§ Prompt:
Could you repeat the records below exactly, leaving out any pictures?

§ Dataset excerpts:
- - - -

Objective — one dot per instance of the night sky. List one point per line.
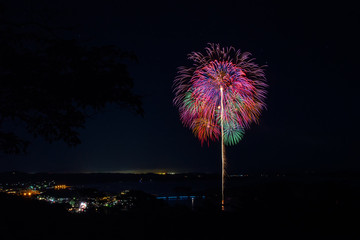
(312, 105)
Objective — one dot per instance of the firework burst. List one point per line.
(197, 93)
(220, 95)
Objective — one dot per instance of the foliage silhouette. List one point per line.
(51, 85)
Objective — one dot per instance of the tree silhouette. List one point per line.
(51, 85)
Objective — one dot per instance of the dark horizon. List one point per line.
(311, 119)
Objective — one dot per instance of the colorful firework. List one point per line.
(198, 97)
(220, 95)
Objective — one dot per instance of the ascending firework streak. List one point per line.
(221, 94)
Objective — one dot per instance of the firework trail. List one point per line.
(220, 95)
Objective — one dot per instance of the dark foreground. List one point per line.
(276, 210)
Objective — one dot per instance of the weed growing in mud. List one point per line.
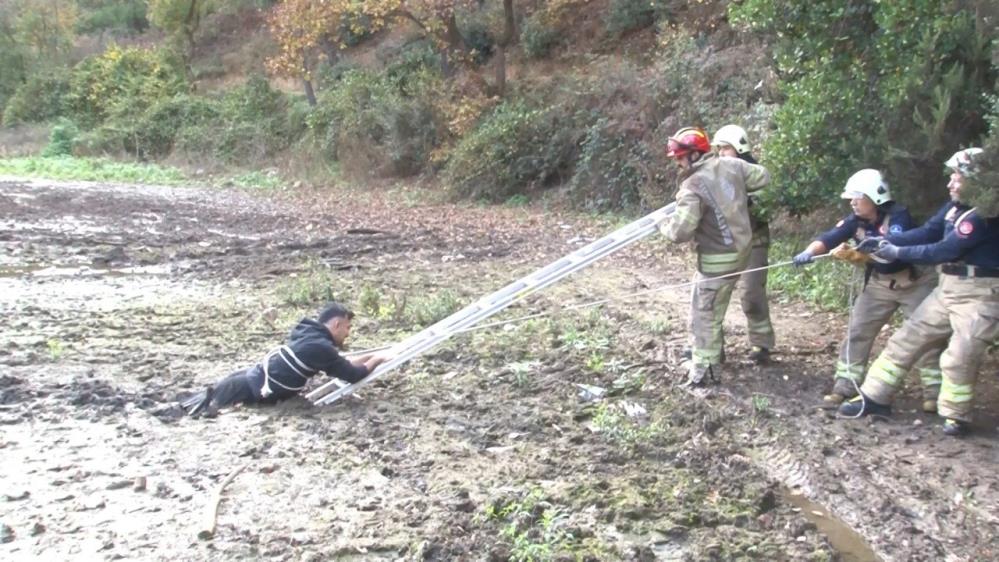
(89, 169)
(56, 349)
(761, 404)
(258, 180)
(616, 426)
(522, 371)
(313, 286)
(427, 311)
(533, 527)
(658, 326)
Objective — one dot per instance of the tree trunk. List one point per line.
(504, 42)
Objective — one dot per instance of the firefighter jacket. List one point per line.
(955, 234)
(712, 210)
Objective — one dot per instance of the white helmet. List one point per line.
(734, 136)
(867, 182)
(963, 160)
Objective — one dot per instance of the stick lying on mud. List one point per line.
(211, 513)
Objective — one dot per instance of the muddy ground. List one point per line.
(118, 300)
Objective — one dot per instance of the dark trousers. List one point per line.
(241, 387)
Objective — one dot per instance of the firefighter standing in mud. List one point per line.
(964, 308)
(312, 347)
(711, 209)
(887, 286)
(731, 141)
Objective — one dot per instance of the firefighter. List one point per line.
(711, 209)
(963, 309)
(731, 141)
(887, 287)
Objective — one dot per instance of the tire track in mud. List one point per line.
(409, 470)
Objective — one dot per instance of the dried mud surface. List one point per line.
(118, 300)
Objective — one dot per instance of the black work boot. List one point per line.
(688, 353)
(759, 355)
(863, 406)
(700, 375)
(843, 389)
(956, 428)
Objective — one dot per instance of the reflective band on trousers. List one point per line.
(951, 392)
(719, 263)
(852, 372)
(930, 377)
(886, 372)
(293, 362)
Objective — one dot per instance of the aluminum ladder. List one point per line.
(501, 299)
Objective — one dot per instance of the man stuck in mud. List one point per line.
(312, 347)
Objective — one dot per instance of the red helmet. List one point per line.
(687, 140)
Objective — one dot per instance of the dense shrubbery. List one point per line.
(895, 85)
(380, 123)
(243, 125)
(515, 148)
(538, 36)
(628, 15)
(40, 98)
(122, 82)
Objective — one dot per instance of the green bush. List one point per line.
(538, 37)
(896, 85)
(608, 174)
(61, 139)
(40, 98)
(629, 15)
(123, 82)
(516, 148)
(381, 124)
(127, 17)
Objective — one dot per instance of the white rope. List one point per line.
(849, 332)
(592, 303)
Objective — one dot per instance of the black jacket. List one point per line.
(309, 350)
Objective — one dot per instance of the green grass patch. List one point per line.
(89, 169)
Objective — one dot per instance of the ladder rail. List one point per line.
(499, 300)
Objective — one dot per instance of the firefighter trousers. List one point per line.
(755, 305)
(963, 314)
(872, 310)
(708, 302)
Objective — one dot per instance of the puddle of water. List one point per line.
(850, 545)
(81, 271)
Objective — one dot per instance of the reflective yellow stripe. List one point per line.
(951, 392)
(886, 371)
(853, 371)
(682, 215)
(930, 376)
(706, 356)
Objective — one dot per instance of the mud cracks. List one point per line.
(118, 300)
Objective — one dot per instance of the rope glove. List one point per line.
(870, 244)
(850, 255)
(887, 252)
(803, 258)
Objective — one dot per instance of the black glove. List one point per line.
(804, 257)
(869, 244)
(887, 252)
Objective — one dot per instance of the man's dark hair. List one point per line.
(334, 310)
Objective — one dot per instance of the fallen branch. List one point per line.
(211, 513)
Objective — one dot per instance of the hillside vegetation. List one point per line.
(501, 99)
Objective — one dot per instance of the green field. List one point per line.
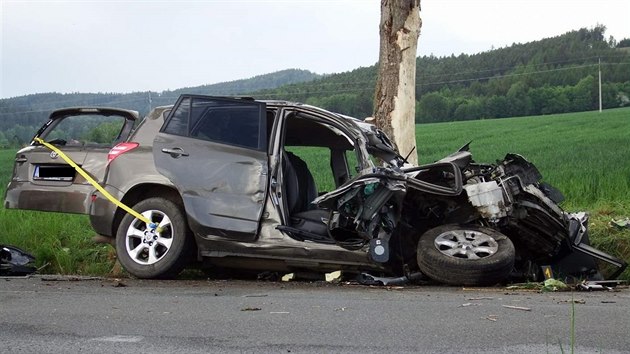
(585, 155)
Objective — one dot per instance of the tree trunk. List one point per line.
(395, 95)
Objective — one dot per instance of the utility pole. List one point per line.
(600, 84)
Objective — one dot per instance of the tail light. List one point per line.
(119, 150)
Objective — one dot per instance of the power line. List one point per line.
(365, 87)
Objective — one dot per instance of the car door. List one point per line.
(42, 180)
(214, 150)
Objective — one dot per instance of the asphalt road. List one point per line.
(201, 316)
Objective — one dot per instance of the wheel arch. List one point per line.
(145, 191)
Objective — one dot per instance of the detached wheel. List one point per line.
(465, 255)
(147, 253)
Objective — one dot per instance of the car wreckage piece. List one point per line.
(15, 262)
(223, 180)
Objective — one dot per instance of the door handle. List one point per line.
(175, 152)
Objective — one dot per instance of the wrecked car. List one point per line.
(225, 181)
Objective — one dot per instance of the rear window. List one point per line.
(85, 130)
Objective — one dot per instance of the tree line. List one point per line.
(552, 75)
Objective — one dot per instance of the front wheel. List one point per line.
(160, 253)
(465, 255)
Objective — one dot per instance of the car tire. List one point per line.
(162, 254)
(465, 255)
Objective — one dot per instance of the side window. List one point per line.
(223, 120)
(235, 125)
(178, 124)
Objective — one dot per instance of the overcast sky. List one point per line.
(124, 46)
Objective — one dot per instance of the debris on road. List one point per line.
(551, 285)
(599, 285)
(517, 308)
(333, 277)
(288, 277)
(573, 301)
(60, 277)
(15, 262)
(621, 223)
(251, 309)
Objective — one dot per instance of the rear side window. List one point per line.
(178, 123)
(228, 121)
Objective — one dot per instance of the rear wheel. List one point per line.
(465, 255)
(160, 253)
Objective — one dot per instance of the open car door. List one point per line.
(44, 181)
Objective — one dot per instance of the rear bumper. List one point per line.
(73, 198)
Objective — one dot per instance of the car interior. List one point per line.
(318, 142)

- - - -

§ Task answer:
Objective — one dot per instance of the night sky. List one point per line.
(312, 105)
Objective — one dot per instance of the firework burst. List one point per line.
(197, 93)
(220, 95)
Objective — one dot per instance of the foliage silhouette. List one point per line.
(51, 85)
Objective — one dot per instance of the tree silhouette. List one point per line.
(51, 85)
Objective — one dot per instance of the dark horizon. List one point per line.
(311, 119)
Objective — one dot per instance of the colorful firework. List one point per line.
(198, 97)
(220, 95)
Objective — one dot per instance of the ascending firework streak. List one point per line.
(221, 94)
Objective — one dot per instance of the firework trail. List one point per line.
(220, 95)
Objective — one dot per instance of the dark foreground. List one point per line.
(276, 210)
Objective — one dot per instance of the weed growing in mud. List one point per line.
(89, 169)
(56, 349)
(761, 404)
(258, 180)
(616, 426)
(522, 371)
(313, 286)
(427, 311)
(533, 527)
(658, 326)
Objective — one dot per instance of the tree trunk. List one point per line.
(504, 42)
Objective — one dot per instance of the firefighter jacket. List one point per line.
(955, 234)
(712, 210)
Objective — one dot per instance of the white helmet. List one point per line.
(734, 136)
(867, 182)
(963, 160)
Objective — one dot per instance of the stick lying on mud. List one point per line.
(211, 513)
Objective — one dot per instance of the muddy ground. List one point per line.
(118, 300)
Objective — one dot per instance of the dark trousers. List one point per line.
(241, 387)
Objective — one dot per instance of the firefighter standing in mud. List one point per line.
(964, 308)
(312, 347)
(711, 209)
(887, 286)
(731, 141)
Objective — one dot per instance of the firefighter. List one point per line.
(711, 209)
(963, 309)
(731, 141)
(887, 287)
Objective — one dot per instance of the tire track in mud. List one point per line.
(409, 470)
Objective — one dot per instance of the dried mud surface. List one point per line.
(118, 300)
Objective — one dot per instance of the black work boot. List one point per line.
(688, 353)
(759, 355)
(863, 406)
(700, 375)
(843, 389)
(956, 428)
Objective — one dot per instance of the reflective band on trousers. List one point per line.
(951, 392)
(719, 263)
(852, 372)
(930, 377)
(886, 372)
(293, 362)
Objective — one dot per instance of the aluminum ladder. List one point per line.
(501, 299)
Objective — one dot per instance of the man stuck in mud. List one point per line.
(312, 347)
Objective — one dot per instance of the red helmet. List one point per line.
(687, 140)
Objective — one dot per instance of the dense shrubbery. List one point per line.
(895, 85)
(380, 123)
(243, 125)
(515, 148)
(538, 36)
(628, 15)
(40, 98)
(122, 82)
Objective — one dot per instance of the green bush. List one point per line.
(538, 37)
(896, 85)
(608, 174)
(61, 139)
(40, 98)
(629, 15)
(123, 82)
(516, 148)
(381, 124)
(127, 17)
Objective — one dot per instance of the white rope. List one point per line.
(849, 332)
(592, 303)
Objective — one dot per instance of the black jacket. List one point per line.
(309, 350)
Objective — one dot per instance of the green grass patch. List one point per line.
(89, 169)
Objective — one dot per instance of the ladder rail. List one point per line.
(499, 300)
Objective — one dot per instance of the firefighter trousers. List one point per line.
(755, 305)
(963, 314)
(872, 310)
(708, 302)
Objective — one dot per instance of the puddle of water. List one point per line.
(850, 545)
(81, 271)
Objective — one dot per instance of the reflective yellow stripe. List one point per line.
(951, 392)
(886, 371)
(853, 371)
(682, 215)
(930, 376)
(706, 356)
Objective — one dot per instance of the mud cracks. List one point per line.
(118, 300)
Objective — one dot per instance of the rope glove. List one point per line.
(870, 244)
(850, 255)
(887, 252)
(803, 258)
Objective — one dot per instance of the black glove. List one point per line.
(804, 257)
(869, 244)
(887, 252)
Objective — one dot per instance of the man's dark hair. List one point per line.
(334, 310)
Objective — one dot per instance of the fallen branch. List one point per line.
(211, 513)
Objective — one dot per instance of the hillside vegetation. List one point per line.
(501, 99)
Objective — one dot per instance of the green field. List one point per line.
(585, 155)
Objective — one dot per instance of the tree trunk. List one point per line.
(395, 95)
Objective — one dot per instance of the utility pole. List one point per line.
(600, 84)
Objective — one dot per instance of the tail light. List one point per line.
(119, 150)
Objective — one dot per instance of the power line. List one point per line.
(365, 87)
Objective — one dot per instance of the car door. List one point per line.
(42, 180)
(214, 150)
Objective — one dot per instance of the asphalt road. List one point per line.
(201, 316)
Objective — one dot per instance of the wheel arch. List one point per line.
(145, 191)
Objective — one dot per instance of the detached wheel. List one point per line.
(465, 255)
(147, 253)
Objective — one dot per instance of the car wreckage piece. List one point per line.
(15, 262)
(223, 180)
Objective — one dot per instance of the door handle. List one point per line.
(175, 152)
Objective — one dot per instance of the wrecked car. List one point per line.
(225, 181)
Objective — one dot per instance of the rear window. List one point per line.
(85, 130)
Objective — one dot per instance of the tree line. List one point per line.
(552, 75)
Objective — one dot per instance of the front wheel. List one point per line.
(160, 253)
(465, 255)
Objective — one dot per instance of the car tire. List one point per line.
(162, 254)
(465, 255)
Objective — one dot per instance of the side window. List one point per line.
(223, 120)
(235, 125)
(178, 124)
Objective — one dot per instance of the overcast sky. List one point per line.
(124, 46)
Objective — one dot per instance of the debris on road. List one point per line.
(551, 285)
(599, 285)
(517, 308)
(333, 277)
(288, 277)
(573, 301)
(60, 277)
(15, 262)
(621, 223)
(251, 309)
Objective — one dot per instance of the rear side window. List one point per line.
(178, 123)
(228, 121)
Objective — one dot per instance of the rear wheel. List one point per line.
(465, 255)
(160, 253)
Objective — one dot per instance of the open car door. List one point per line.
(44, 181)
Objective — one dot per instance of the rear bumper. List one point per line.
(73, 198)
Objective — one dot per instance of the car interior. List one point per line.
(318, 142)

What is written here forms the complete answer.